Párrafo aparte merece el monumental endeudamiento contraído por el gobierno sin una proporcional contrapartida traducida en obras públicas – escuelas, jardines infantiles, hospitales, transporte público, caminos, infraestructura, etcétera- o políticas sociales, lo que clama por una cuidadosa auditoría internacional para pagar lo que efectivamente se debe y para reclamar la devolución de los dineros de quienes, favorecidos por su cercanía al poder político,   utilizaron la deuda pública para abultar sus patrimonios. Esta situación evoca otro episodio de la historia argentina que mereció la dura e irónica reacción de Domingo F. Sarmiento cuando, a fines del primer gobierno de Julio A. Roca, en 1885, se refiriera al tema con el siguiente versito: “Calle Esparta su virtud, sus hazañas calle Roma. ¡Silencio que al mundo asoma la gran deudora del Sud! Ciento treinta y cuatro años después lo que el sanjuanino dijera adquiere una patética actualidad. Agravada, porque ni Roca ni su sucesor, Miguel Juárez Celman, tuvieron la irresponsabilidad de contraer deudas a cien años plazo como hizo el gobierno de Mauricio Macri.

* Qué hacer *
Retoma el texto sobre el endeudamiento argentino y continúalo a partir de su última oración. Las líneas que siguen son un material independiente del texto sobre el endeudamiento argentino.

(Datos recopilados)

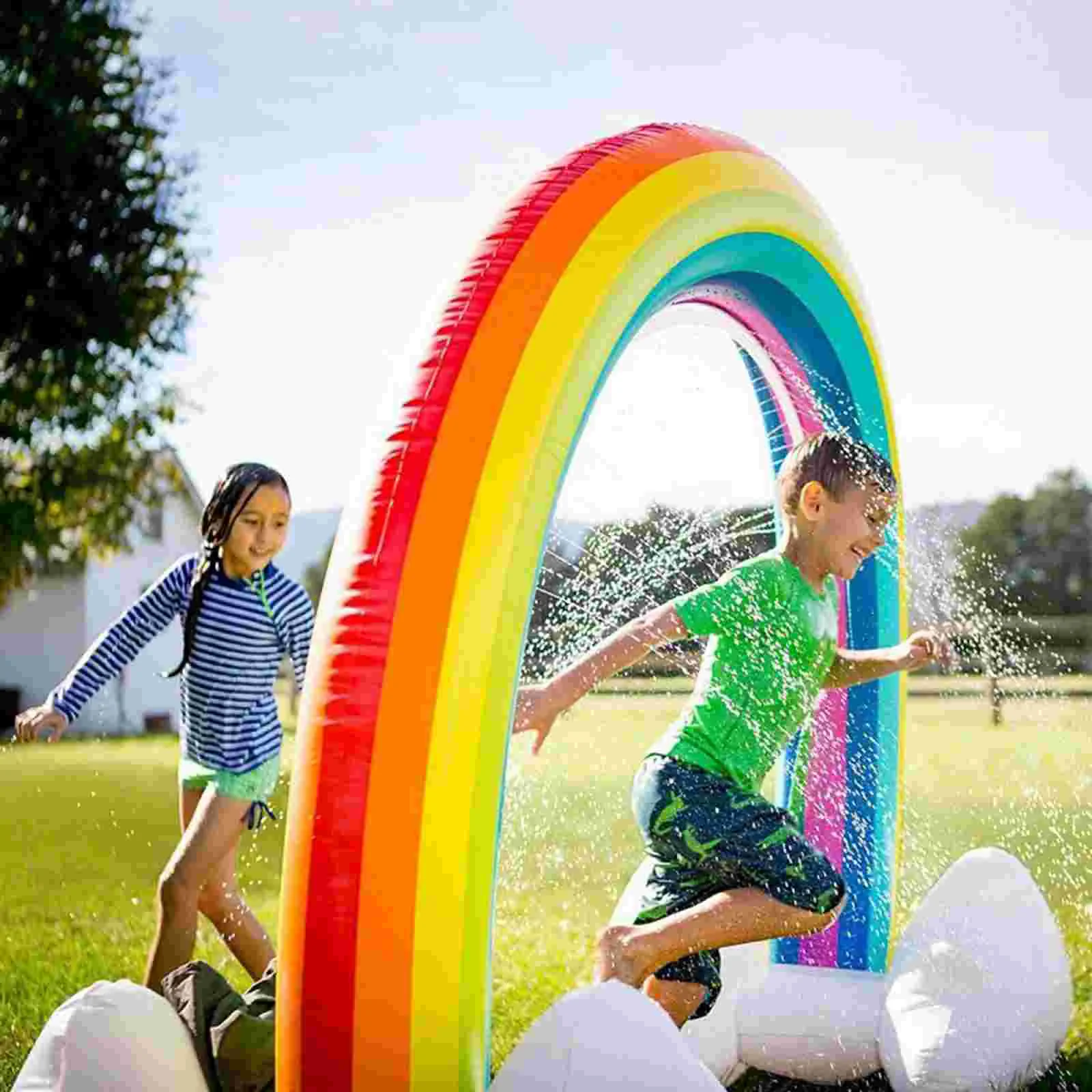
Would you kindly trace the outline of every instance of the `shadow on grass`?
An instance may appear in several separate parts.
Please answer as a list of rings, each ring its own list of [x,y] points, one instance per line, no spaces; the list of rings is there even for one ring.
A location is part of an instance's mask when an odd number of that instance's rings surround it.
[[[882,1073],[873,1073],[857,1081],[844,1081],[836,1085],[846,1092],[892,1092],[891,1083]],[[997,1092],[1090,1092],[1092,1090],[1092,1048],[1081,1047],[1079,1054],[1066,1054],[1033,1084],[999,1088]],[[791,1077],[778,1077],[759,1069],[750,1069],[732,1085],[737,1092],[824,1092],[830,1084],[812,1084],[796,1081]]]

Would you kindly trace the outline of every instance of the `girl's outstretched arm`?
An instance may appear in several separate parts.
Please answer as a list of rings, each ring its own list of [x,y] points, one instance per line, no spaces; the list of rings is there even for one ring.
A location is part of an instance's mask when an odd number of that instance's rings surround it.
[[[51,738],[56,739],[80,715],[83,707],[132,663],[153,637],[166,629],[185,602],[194,565],[193,555],[176,561],[123,615],[111,622],[64,680],[50,691],[45,702],[22,715],[16,737],[32,739],[43,728],[52,727]],[[37,715],[43,711],[61,714],[64,724],[57,723],[56,717]]]
[[[515,699],[512,732],[534,732],[536,738],[531,750],[537,755],[559,713],[598,682],[631,667],[658,645],[689,636],[673,603],[654,607],[615,630],[547,682],[521,687]]]

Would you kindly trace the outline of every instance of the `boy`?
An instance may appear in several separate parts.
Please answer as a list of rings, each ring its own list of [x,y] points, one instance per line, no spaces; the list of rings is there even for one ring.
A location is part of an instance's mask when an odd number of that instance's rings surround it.
[[[634,925],[604,929],[595,978],[620,978],[681,1026],[720,993],[717,949],[802,936],[838,916],[845,887],[792,816],[760,794],[819,691],[947,662],[942,633],[890,649],[838,648],[838,587],[883,542],[895,506],[887,460],[822,432],[778,475],[785,535],[715,584],[655,607],[547,682],[520,690],[513,731],[537,753],[555,719],[657,645],[710,636],[687,709],[633,780],[633,811],[654,862]]]

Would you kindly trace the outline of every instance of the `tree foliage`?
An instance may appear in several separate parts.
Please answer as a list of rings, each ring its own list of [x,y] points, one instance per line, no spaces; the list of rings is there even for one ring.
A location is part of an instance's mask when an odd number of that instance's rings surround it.
[[[0,9],[0,602],[154,503],[195,281],[192,165],[126,0]]]
[[[1077,471],[1055,471],[1026,500],[995,497],[961,537],[963,567],[994,609],[1092,613],[1092,489]]]

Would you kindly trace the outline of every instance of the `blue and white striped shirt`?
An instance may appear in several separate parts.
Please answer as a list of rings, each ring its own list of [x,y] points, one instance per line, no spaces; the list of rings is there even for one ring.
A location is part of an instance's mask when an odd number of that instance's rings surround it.
[[[74,721],[171,618],[185,624],[197,565],[197,554],[180,558],[97,638],[50,693],[55,709]],[[296,685],[302,687],[314,624],[311,601],[299,584],[272,563],[262,579],[272,617],[256,587],[232,580],[217,567],[180,675],[182,755],[233,773],[257,769],[280,751],[273,681],[287,653]]]

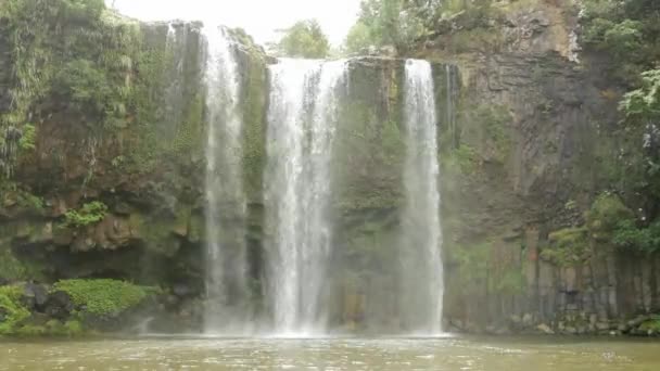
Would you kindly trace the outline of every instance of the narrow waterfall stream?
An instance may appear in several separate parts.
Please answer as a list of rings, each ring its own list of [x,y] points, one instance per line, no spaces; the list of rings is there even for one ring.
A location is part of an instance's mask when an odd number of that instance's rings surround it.
[[[279,335],[325,333],[332,245],[329,165],[345,62],[281,60],[270,67],[265,174],[267,299]]]
[[[404,330],[442,332],[443,263],[440,219],[437,119],[431,65],[408,60],[405,67],[407,156],[404,182],[403,264],[399,315]]]
[[[224,28],[206,27],[206,333],[245,334],[245,196],[241,170],[239,66]]]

* Respuesta *
Se vienen años duros pero también preñados de fundadas esperanzas. La Argentina comenzará a transitar por otro camino. El hundimiento generalizado del neoliberalismo es irreversible. Su “nave insignia” latinoamericana –el Chile del pinochetismo viejo y nuevo- yace en las profundidades del Pacífico y no habrá quien pueda reflotarlo. Perú, Ecuador, Haití, Honduras y Colombia -¡sí, Colombia, que sólo en 1977 había tenido un paro general, muy acotado, y que en la última semana tuvo tres gigantescos en contra del “paquetazo” neoliberal de Iván Duque- están siguiendo el mortuorio periplo de “la vía chilena” hacia el entierro definitivo del neoliberalismo. En Francia Emmanuel Macron no logra contener la oleada de protestas violentas que conmueven al país desde hace más de un año y que de a poco se van extendiendo por Europa. En Estados Unidos, Donald Trump, el “Gorbachov estadounidense”, está trabajando a destajo y muy eficazmente para liquidar los últimos restos del orden internacional neoliberal construido para su propio beneficio por la Casa Blanca desde fines de la Segunda Guerra Mundial.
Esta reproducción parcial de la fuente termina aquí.